Task goal
Reproduce every one of the records below word for word, leaving out the pictures.

────────────────────

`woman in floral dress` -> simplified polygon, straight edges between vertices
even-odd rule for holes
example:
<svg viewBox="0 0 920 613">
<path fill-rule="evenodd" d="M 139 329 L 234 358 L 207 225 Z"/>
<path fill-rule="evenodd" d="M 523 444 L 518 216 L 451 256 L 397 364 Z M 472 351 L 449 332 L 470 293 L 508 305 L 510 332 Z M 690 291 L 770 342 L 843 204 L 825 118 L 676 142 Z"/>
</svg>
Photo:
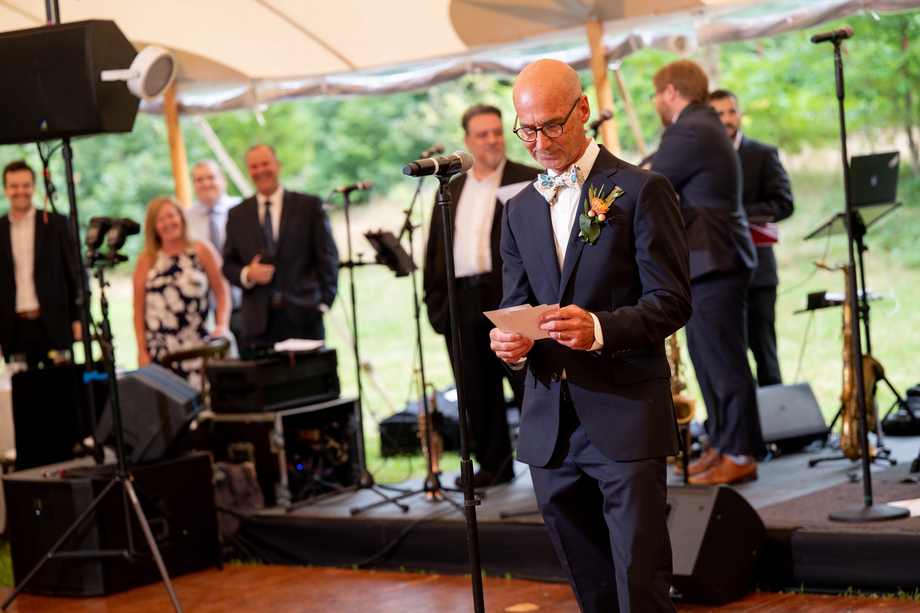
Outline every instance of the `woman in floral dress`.
<svg viewBox="0 0 920 613">
<path fill-rule="evenodd" d="M 140 366 L 201 346 L 225 334 L 230 320 L 230 285 L 223 260 L 207 241 L 189 235 L 182 206 L 171 196 L 147 205 L 144 253 L 134 269 L 134 332 Z M 217 302 L 213 330 L 206 329 L 208 290 Z M 201 359 L 180 364 L 192 385 L 201 387 Z"/>
</svg>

────────────────────

Expected answer
`woman in floral dress` -> simplified polygon, straight edges between vertices
even-odd rule for holes
example:
<svg viewBox="0 0 920 613">
<path fill-rule="evenodd" d="M 139 329 L 234 358 L 207 225 Z"/>
<path fill-rule="evenodd" d="M 523 444 L 518 216 L 451 256 L 397 364 Z M 472 351 L 449 332 L 470 293 L 508 305 L 510 332 Z M 690 291 L 770 342 L 843 204 L 825 118 L 676 142 Z"/>
</svg>
Photo:
Outline every instance of the `woman in floral dress`.
<svg viewBox="0 0 920 613">
<path fill-rule="evenodd" d="M 140 366 L 201 346 L 225 334 L 230 320 L 230 285 L 223 260 L 207 241 L 189 235 L 182 206 L 171 196 L 147 205 L 144 253 L 134 269 L 134 332 Z M 217 302 L 213 330 L 206 329 L 208 290 Z M 201 359 L 180 364 L 192 385 L 201 387 Z"/>
</svg>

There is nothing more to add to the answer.